** DOCUMENT EXTRACT follows **
Federal probe of the only exchange in the country to not enroll anyone electronically.

Influential members of Congress want a federal probe of the beleaguered Cover Oregon health insurance exchange for its troubles enrolling people -- even as exchange programmers try to get its site up and running.

On Thursday morning Rep. Greg Walden, R-Ore., announced a formal request to the Congressional Government Accountability Office to investigate how the federal government could have prevented the Oregon exchange debacle, as well as how federal funds were spent.

The dose of election-year politics only boosts the pressure on the only exchange in the country to not enroll anyone electronically as envisioned by the Patient Protection and Affordable Care Act, known as Obamacare.

On Thursday afternoon, the Oregon exchange's appointed board heard how the exchange continues to test the beta version of its website and software, possibly letting agents use it by this weekend. Meanwhile, a proposed budget would ratchet back spending, in part by cutting $5 million from the budget for advertising and outreach.
** End of DOCUMENT EXTRACT **
** INFORMATION GIVEN follows **
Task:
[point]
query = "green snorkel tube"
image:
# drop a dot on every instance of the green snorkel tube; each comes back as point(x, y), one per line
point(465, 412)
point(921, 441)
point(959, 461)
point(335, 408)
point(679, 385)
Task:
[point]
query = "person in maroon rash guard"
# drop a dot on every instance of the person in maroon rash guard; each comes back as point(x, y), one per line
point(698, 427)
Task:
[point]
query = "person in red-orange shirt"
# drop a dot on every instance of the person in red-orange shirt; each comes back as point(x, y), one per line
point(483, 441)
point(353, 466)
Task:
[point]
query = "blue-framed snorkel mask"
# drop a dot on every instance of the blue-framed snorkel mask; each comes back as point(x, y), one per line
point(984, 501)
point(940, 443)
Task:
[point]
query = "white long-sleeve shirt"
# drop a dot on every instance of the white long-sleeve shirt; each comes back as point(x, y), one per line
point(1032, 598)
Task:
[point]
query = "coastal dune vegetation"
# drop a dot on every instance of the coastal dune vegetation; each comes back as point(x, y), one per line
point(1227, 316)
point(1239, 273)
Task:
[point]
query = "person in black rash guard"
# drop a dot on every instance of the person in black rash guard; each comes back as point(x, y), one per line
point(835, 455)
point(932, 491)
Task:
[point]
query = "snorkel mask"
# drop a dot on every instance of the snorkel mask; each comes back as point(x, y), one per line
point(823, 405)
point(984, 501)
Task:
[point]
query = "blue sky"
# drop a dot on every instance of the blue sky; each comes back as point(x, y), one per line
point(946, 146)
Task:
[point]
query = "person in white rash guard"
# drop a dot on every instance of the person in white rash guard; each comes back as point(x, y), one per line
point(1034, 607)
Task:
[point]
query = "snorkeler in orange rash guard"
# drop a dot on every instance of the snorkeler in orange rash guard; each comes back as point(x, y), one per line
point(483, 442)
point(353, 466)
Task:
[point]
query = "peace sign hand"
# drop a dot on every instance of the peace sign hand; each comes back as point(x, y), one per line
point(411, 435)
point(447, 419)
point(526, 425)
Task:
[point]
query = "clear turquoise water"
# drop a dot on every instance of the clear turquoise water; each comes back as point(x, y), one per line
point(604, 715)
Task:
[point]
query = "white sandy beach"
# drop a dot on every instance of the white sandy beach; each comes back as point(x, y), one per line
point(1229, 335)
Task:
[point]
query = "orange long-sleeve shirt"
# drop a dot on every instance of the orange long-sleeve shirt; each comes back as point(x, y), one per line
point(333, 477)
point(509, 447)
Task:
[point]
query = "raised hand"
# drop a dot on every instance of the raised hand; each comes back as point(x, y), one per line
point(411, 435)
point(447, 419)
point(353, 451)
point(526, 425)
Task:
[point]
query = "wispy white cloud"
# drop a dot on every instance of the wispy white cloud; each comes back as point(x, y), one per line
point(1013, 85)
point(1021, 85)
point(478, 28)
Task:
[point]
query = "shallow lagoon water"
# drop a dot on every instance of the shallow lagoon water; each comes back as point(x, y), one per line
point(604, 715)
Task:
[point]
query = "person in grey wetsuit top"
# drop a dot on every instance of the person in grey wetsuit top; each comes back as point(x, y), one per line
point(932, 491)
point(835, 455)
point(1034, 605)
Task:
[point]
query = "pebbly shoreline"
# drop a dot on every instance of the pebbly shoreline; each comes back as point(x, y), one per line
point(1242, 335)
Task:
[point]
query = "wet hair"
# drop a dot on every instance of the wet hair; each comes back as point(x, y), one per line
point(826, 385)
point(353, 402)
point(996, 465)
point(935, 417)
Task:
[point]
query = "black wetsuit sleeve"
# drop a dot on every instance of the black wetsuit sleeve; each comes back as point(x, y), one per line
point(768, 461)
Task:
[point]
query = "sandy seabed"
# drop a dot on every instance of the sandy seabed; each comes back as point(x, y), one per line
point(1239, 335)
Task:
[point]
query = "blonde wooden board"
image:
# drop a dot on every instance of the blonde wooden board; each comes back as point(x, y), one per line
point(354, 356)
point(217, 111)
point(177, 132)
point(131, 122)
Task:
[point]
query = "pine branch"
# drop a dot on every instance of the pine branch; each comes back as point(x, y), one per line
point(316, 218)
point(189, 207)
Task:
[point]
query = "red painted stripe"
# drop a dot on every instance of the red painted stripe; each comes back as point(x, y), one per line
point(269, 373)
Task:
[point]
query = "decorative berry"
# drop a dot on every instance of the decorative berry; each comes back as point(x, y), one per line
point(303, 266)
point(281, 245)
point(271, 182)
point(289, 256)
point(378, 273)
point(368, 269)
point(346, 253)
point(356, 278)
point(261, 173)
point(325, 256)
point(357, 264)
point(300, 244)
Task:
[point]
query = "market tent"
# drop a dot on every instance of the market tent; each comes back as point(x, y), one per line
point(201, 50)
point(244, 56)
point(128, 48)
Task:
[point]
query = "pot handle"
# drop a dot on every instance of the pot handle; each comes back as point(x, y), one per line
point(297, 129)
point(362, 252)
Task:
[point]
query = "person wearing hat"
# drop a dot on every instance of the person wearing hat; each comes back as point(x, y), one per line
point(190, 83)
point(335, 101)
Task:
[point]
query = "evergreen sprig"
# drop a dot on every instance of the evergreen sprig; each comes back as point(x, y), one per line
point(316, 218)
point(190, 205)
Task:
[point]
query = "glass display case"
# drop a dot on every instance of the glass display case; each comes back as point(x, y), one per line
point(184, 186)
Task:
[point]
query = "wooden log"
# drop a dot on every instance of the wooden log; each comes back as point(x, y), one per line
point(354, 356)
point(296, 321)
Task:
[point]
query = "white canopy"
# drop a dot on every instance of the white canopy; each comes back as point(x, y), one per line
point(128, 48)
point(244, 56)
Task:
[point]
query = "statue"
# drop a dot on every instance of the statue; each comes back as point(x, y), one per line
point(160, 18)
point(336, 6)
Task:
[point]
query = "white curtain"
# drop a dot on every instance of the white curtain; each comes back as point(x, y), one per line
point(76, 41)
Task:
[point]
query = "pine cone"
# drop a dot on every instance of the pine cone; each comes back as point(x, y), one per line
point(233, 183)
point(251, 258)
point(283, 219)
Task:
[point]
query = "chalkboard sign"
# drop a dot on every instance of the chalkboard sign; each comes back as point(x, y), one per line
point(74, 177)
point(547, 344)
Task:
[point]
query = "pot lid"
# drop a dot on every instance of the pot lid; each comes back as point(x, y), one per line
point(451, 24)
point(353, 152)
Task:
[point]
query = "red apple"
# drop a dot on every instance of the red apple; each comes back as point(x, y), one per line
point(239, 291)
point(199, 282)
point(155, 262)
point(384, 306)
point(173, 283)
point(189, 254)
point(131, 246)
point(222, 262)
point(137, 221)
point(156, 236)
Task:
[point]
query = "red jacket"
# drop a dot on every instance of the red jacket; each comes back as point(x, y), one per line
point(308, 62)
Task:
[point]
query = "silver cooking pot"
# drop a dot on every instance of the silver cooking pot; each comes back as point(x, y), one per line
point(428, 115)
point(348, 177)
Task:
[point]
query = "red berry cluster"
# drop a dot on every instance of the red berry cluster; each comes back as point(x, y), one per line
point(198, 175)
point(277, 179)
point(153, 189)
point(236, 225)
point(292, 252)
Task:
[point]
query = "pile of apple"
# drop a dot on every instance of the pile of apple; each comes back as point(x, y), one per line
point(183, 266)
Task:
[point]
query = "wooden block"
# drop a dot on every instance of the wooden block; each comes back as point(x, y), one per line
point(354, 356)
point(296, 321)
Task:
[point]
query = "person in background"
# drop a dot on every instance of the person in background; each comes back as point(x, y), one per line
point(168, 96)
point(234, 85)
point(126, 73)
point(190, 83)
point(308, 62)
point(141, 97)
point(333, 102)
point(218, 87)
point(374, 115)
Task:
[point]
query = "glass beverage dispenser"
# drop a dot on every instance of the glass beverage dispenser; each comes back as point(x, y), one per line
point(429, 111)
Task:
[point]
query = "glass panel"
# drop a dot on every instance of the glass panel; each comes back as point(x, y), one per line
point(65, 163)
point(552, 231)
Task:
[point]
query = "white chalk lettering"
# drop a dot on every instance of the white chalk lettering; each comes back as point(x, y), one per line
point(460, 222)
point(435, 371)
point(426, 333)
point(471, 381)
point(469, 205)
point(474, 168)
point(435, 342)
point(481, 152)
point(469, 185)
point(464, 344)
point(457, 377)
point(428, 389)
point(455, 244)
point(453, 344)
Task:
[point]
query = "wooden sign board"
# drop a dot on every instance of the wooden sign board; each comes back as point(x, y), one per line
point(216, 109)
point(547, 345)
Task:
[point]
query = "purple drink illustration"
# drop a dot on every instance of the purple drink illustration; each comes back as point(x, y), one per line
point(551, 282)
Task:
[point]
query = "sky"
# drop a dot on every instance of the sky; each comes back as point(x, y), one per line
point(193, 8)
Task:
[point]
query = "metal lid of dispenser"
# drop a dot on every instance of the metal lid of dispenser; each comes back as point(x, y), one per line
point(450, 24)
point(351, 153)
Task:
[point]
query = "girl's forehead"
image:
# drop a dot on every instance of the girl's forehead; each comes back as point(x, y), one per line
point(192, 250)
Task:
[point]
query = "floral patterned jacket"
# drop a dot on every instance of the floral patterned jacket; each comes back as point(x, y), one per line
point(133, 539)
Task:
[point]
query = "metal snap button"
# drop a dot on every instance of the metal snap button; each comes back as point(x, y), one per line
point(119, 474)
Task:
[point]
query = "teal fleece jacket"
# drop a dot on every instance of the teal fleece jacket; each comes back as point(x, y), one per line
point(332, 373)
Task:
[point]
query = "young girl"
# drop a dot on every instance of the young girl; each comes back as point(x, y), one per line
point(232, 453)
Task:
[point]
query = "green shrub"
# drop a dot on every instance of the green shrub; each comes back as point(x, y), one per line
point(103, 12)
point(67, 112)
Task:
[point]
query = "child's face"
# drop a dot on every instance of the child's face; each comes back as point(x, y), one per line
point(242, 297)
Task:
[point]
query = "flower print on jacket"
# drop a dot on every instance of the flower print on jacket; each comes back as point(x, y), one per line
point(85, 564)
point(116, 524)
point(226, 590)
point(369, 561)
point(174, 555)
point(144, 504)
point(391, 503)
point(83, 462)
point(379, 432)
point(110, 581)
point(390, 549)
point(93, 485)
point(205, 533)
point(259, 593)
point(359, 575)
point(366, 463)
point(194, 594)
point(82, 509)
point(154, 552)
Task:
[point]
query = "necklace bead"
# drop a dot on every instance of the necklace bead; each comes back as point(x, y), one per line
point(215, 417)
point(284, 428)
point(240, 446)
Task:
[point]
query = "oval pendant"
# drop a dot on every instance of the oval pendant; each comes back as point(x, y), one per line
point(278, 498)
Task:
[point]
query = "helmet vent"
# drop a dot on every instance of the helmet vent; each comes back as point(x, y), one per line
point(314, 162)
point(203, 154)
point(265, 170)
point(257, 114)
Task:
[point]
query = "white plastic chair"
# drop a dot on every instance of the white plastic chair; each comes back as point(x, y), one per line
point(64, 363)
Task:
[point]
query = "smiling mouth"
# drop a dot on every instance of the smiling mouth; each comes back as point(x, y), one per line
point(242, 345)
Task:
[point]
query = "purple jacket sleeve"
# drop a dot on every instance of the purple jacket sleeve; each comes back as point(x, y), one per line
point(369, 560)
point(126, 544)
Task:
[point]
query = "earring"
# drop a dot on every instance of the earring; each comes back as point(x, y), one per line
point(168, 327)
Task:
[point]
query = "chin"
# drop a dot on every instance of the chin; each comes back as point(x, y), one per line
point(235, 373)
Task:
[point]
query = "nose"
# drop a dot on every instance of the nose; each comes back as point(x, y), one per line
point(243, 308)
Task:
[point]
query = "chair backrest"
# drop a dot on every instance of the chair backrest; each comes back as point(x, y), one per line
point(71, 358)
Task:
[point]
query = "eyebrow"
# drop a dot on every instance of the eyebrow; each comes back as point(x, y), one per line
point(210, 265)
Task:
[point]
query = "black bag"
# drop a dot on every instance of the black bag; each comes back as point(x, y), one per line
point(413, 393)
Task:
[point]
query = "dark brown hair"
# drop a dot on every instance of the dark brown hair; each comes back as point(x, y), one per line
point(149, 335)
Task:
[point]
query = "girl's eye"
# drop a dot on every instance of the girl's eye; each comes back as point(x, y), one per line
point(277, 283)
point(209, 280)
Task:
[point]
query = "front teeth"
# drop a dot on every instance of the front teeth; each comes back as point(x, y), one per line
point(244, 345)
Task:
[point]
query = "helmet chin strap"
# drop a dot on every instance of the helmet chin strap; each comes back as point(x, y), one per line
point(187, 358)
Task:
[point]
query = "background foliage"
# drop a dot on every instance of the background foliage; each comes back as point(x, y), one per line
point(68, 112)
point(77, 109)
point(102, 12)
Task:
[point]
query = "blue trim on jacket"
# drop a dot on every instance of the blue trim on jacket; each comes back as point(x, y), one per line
** End of INFORMATION GIVEN **
Write out the entire Cover Oregon article above word for word, with nothing left out or changed.

> **RESPONSE BOX**:
Federal probe of the only exchange in the country to not enroll anyone electronically.

Influential members of Congress want a federal probe of the beleaguered Cover Oregon health insurance exchange for its troubles enrolling people -- even as exchange programmers try to get its site up and running.

On Thursday morning Rep. Greg Walden, R-Ore., announced a formal request to the Congressional Government Accountability Office to investigate how the federal government could have prevented the Oregon exchange debacle, as well as how federal funds were spent.

The dose of election-year politics only boosts the pressure on the only exchange in the country to not enroll anyone electronically as envisioned by the Patient Protection and Affordable Care Act, known as Obamacare.

On Thursday afternoon, the Oregon exchange's appointed board heard how the exchange continues to test the beta version of its website and software, possibly letting agents use it by this weekend. Meanwhile, a proposed budget would ratchet back spending, in part by cutting $5 million from the budget for advertising and outreach.